_Description of the task_
Repeat every line of the material, character for character.

_Dataset records_
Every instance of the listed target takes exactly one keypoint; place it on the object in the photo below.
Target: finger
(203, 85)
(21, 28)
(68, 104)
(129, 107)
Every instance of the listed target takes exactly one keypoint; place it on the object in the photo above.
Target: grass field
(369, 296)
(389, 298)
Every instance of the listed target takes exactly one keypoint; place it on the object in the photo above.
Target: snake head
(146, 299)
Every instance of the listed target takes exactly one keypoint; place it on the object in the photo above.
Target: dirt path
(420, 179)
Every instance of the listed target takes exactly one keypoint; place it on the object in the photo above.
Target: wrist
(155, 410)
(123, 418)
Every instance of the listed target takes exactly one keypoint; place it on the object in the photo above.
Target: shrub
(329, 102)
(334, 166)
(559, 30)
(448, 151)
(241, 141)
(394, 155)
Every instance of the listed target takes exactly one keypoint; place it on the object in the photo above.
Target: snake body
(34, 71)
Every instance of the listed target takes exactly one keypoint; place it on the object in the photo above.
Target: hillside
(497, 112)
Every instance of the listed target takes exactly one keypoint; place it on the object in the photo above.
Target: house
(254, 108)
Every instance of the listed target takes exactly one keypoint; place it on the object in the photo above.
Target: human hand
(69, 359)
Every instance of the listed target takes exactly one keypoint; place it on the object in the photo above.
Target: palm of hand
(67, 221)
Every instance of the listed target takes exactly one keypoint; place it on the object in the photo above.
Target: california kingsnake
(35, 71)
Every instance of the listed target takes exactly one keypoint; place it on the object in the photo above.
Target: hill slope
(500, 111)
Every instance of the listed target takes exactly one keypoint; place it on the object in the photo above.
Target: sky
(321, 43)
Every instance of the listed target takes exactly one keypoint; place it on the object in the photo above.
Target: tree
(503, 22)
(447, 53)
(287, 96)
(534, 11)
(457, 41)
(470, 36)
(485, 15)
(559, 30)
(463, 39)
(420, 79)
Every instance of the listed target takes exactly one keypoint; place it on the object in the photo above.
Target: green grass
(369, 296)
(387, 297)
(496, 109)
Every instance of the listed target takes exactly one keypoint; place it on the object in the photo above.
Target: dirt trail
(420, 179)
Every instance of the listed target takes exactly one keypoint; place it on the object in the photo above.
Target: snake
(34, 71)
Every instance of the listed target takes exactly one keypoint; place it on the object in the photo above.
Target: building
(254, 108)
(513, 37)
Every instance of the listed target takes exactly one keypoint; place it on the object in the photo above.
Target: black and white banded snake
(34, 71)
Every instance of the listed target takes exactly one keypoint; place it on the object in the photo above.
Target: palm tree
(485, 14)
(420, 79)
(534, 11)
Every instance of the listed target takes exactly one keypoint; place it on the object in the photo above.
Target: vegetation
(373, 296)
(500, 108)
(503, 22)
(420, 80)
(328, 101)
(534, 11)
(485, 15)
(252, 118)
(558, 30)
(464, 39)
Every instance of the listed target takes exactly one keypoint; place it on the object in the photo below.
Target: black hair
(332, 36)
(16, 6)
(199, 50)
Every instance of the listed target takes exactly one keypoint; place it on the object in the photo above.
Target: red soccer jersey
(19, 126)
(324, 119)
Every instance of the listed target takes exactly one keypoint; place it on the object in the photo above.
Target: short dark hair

_Answer to this task_
Every instance of the listed target takes exactly one keypoint; place it on the object in the photo below.
Target: finger
(203, 85)
(21, 28)
(68, 104)
(129, 107)
Every instance of the listed target takes exactly one keypoint; place it on the object in the photo above.
Target: grass field
(369, 296)
(389, 298)
Every instance of the listed target takes exactly one keypoint; place it on the object in the photo above.
Target: snake head
(146, 299)
Every instance of the listed target takes exactly one keypoint; place it on the object in the photo above.
Target: dirt path
(420, 179)
Every instance of the listed target takes exactly one keypoint; place it on the object in the photo above.
Target: wrist
(155, 410)
(123, 418)
Every instance of the listed target takes exactly one keypoint; place it on the object in the photo above.
Target: shrub
(329, 102)
(334, 166)
(559, 30)
(448, 151)
(241, 141)
(394, 155)
Every instance of the listed target takes exactly one keypoint; place it on the object in the photo above.
Target: snake body
(34, 71)
Every instance of the listed target takes exactly one keypoint; place it on the object in the photo above.
Target: hillside
(497, 112)
Every instance of the listed target takes exactly one keypoint; place it on the object in the photo above.
Target: house
(254, 108)
Every instance of the listed target takes exactly one keypoint; place it on the object in the photo above.
Target: human hand
(69, 359)
Every instance of the listed target takes exactly one keypoint; place it on the object in the photo above.
Target: palm of hand
(67, 221)
Every instance of the listed target takes exactly one keypoint; place it on the object in the photo above.
Target: california kingsnake
(35, 71)
Every instance of the listed target takes exactly one keypoint; place it on the object in the photo above.
Target: hill slope
(500, 111)
Every instance of the listed target takes exactly one keypoint; place it on the object in the photo above.
Target: sky
(321, 43)
Every instance of the listed target takes exactly one keypoint; place it on the object in the photo above.
Target: tree
(503, 22)
(447, 53)
(287, 96)
(534, 11)
(457, 41)
(470, 36)
(485, 15)
(559, 30)
(463, 39)
(420, 79)
Every instance of the listed target takes exactly one keypoint; place it on the object in the photo above.
Target: green grass
(369, 296)
(387, 297)
(496, 109)
Every instance of the listed target takes exactly one keypoint; place it on the object in the photo above.
Target: dirt trail
(420, 179)
Every instance of the listed target takes exactly one keypoint; place it on the object in the photo above.
Target: snake
(34, 71)
Every instance of the listed target takes exactly one keypoint; place it on the object in the photo above.
Target: building
(254, 108)
(513, 37)
Every instance of the listed target takes exactly one keypoint; place it on the object in the photo above.
Target: black and white banded snake
(34, 71)
Every instance of the listed target takes exactly one keypoint; place it on the object in the photo above.
Target: palm tree
(485, 14)
(420, 79)
(534, 11)
Every instance of the listed target takes exactly one keypoint; place it on the object in the photo above.
Target: vegetation
(373, 296)
(500, 108)
(503, 22)
(420, 80)
(328, 101)
(534, 11)
(485, 15)
(252, 118)
(558, 30)
(464, 39)
Every instance of the listed target takes exactly one keypoint; place it on the object in the photo below.
Target: black hair
(332, 36)
(16, 6)
(199, 50)
Every instance of the listed target takes exactly one keypoint; place it on the object in the photo above.
Target: red soccer jersey
(19, 126)
(324, 119)
Every instance of the listed target takes exactly one keypoint; place it on the object in the photo above.
Target: short dark hair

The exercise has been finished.